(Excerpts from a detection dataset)

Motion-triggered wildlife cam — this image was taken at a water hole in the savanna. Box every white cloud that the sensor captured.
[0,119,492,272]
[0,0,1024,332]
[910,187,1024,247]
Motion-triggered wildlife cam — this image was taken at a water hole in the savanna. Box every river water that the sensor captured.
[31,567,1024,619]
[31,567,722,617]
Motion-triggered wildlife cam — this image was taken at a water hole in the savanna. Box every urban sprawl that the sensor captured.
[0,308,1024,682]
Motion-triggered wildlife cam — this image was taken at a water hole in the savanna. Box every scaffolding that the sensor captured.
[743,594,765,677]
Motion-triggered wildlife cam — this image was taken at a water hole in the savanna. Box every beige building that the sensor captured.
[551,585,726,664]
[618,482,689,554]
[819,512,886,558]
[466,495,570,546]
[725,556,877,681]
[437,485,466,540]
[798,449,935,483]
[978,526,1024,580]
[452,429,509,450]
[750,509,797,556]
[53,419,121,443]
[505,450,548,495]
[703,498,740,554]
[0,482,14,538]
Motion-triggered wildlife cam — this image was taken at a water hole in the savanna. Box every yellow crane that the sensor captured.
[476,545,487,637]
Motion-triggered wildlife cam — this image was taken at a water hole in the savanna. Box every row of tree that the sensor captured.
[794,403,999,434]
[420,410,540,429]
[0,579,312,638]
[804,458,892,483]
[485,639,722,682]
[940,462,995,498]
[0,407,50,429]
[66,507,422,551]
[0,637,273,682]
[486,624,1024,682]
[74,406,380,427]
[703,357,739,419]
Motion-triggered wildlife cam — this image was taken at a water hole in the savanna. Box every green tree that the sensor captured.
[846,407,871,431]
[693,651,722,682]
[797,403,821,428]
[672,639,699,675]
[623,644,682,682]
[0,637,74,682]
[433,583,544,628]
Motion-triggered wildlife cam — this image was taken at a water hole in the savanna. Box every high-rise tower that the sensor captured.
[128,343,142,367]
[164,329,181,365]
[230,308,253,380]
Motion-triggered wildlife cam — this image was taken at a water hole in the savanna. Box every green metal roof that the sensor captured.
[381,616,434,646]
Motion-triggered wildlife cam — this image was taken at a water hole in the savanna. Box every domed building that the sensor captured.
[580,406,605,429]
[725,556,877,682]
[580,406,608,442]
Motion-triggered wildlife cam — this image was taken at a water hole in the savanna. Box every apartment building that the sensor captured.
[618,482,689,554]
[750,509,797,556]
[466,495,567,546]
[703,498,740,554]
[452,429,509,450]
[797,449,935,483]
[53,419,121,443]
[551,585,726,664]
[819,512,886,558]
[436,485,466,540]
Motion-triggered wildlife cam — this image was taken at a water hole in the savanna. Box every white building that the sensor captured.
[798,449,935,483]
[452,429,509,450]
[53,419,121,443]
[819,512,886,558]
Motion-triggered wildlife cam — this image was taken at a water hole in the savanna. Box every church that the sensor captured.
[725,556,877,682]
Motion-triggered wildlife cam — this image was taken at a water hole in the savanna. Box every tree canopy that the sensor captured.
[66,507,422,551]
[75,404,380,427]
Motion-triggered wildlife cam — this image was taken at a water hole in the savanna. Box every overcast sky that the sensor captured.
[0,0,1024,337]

Work to do - Copy out the listing verbatim, starting at the line that contains "apartment building that the sensor captured." and continuing through the end of the listing.

Solved exercise -
Motion-triggered wildlife cam — this image was taken at a water hole in the savanna. Box every apartment building that the sensor captured.
[618,482,689,554]
[750,509,797,556]
[466,495,567,546]
[703,498,740,554]
[452,429,509,450]
[797,449,935,483]
[53,419,121,443]
[551,585,726,664]
[819,512,886,558]
[436,485,466,540]
Motion-triggered wildlife cam — this image was taken at a water hole in the savanna. Box every white building that the sensor captured.
[798,449,935,483]
[452,429,509,450]
[53,419,121,443]
[819,512,886,558]
Motion-triggered wildlife cam — this image was taken at a water hole in the savanna. Box every church that the sensor captured.
[725,556,877,682]
Motion-triggered wildlife cam — this image was taken at a water hole in the savanna. Box every tree canopy that the sensor captured.
[66,507,422,551]
[75,404,380,427]
Motion-triggered wildlife cam — this image was taken at a water hole in the savanna. Box every overcast sky that the sensor captured.
[0,0,1024,337]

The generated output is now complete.